§ Problem statement
Using the data that follows, give the number of lines in which the word "blonde" occurs. Write only the number.

-- Raw data follows --

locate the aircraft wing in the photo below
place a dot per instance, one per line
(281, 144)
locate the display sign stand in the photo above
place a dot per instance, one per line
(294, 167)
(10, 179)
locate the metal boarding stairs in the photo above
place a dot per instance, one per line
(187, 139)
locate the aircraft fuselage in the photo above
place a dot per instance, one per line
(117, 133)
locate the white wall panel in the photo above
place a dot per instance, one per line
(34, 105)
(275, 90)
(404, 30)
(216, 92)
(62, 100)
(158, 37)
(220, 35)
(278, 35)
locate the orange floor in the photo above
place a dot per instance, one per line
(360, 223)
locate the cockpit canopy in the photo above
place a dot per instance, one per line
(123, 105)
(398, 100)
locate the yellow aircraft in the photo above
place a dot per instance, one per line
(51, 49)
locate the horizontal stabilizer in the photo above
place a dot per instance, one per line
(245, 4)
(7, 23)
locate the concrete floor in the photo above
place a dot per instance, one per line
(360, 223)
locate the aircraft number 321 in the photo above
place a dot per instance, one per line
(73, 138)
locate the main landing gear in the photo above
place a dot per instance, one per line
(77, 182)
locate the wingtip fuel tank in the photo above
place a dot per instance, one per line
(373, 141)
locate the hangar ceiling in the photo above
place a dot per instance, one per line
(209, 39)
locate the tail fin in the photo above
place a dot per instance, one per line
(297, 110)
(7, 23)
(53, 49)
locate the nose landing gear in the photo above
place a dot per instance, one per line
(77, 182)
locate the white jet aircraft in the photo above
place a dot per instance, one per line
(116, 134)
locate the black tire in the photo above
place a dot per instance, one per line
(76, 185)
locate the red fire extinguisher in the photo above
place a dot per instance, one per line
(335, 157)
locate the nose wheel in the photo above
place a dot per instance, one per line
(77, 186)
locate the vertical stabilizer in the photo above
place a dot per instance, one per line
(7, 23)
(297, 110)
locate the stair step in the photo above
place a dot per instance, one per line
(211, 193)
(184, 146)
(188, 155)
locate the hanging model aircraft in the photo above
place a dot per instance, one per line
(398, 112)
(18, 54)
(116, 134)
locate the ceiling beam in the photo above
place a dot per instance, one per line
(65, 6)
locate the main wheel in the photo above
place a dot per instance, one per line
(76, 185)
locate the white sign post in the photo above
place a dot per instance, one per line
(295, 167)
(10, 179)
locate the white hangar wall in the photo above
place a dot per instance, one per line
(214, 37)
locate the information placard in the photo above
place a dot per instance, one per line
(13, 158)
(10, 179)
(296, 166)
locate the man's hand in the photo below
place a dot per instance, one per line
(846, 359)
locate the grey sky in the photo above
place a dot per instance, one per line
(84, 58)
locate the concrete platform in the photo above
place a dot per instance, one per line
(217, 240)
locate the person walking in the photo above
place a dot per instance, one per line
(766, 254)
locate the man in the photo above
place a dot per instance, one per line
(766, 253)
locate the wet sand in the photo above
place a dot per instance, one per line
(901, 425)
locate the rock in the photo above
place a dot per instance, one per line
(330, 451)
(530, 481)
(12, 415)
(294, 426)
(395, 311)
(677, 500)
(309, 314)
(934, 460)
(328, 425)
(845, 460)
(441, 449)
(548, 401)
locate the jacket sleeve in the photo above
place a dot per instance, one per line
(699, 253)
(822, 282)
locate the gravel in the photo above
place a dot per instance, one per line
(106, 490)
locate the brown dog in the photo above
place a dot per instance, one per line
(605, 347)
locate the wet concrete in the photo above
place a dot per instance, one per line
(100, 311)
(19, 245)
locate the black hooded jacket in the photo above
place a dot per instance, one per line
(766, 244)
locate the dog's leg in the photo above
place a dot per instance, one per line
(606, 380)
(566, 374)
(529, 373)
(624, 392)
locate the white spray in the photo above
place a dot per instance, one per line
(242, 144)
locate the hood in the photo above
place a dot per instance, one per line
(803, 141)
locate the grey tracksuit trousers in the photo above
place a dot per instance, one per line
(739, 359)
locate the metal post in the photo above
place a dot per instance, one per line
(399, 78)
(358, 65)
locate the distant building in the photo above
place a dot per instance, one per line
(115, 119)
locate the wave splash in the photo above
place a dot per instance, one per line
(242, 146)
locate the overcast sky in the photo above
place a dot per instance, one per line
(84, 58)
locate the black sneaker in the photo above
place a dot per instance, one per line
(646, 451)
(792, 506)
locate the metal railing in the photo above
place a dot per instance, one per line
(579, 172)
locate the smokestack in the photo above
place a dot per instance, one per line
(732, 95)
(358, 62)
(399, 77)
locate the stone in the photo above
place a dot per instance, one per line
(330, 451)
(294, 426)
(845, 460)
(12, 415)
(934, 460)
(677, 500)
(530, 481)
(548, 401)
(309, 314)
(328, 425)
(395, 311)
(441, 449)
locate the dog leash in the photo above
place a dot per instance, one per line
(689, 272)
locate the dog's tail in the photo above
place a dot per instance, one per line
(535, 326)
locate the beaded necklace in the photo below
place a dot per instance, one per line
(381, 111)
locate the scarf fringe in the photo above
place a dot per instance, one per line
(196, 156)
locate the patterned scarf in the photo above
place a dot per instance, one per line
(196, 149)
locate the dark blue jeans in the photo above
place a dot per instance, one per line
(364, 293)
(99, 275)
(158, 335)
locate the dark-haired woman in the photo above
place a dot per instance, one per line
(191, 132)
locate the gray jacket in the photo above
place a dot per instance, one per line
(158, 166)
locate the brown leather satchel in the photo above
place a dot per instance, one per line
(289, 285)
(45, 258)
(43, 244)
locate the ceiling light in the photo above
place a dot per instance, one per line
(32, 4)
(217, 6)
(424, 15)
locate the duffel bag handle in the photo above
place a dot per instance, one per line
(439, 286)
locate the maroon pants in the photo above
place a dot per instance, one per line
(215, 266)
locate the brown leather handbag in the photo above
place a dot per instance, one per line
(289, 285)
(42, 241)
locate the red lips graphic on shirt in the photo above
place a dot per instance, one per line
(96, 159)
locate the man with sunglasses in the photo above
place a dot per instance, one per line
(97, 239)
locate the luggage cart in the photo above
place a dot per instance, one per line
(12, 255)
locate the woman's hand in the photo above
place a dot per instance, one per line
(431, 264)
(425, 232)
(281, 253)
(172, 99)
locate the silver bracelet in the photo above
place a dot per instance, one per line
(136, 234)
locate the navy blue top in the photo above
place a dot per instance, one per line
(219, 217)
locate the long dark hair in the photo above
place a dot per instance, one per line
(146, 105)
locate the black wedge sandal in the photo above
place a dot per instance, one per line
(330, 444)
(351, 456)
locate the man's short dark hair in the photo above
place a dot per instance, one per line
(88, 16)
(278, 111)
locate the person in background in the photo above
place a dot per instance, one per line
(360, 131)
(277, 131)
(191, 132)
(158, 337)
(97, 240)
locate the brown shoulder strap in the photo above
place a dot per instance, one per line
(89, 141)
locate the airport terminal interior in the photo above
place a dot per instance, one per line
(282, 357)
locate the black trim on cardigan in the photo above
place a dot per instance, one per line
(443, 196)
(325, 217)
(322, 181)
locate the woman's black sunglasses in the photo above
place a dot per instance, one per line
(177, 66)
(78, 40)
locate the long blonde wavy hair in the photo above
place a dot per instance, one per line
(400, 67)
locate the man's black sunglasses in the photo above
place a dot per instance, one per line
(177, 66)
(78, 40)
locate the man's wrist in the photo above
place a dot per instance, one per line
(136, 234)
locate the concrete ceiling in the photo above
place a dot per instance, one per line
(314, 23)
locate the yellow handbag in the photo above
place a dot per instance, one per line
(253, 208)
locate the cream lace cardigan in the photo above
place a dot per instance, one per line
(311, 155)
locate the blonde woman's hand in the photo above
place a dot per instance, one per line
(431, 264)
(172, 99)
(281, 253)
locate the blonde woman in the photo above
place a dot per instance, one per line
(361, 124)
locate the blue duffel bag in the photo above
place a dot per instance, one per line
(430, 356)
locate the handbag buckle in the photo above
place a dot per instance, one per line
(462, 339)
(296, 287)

-- Raw data concluded --

§ Answer below
3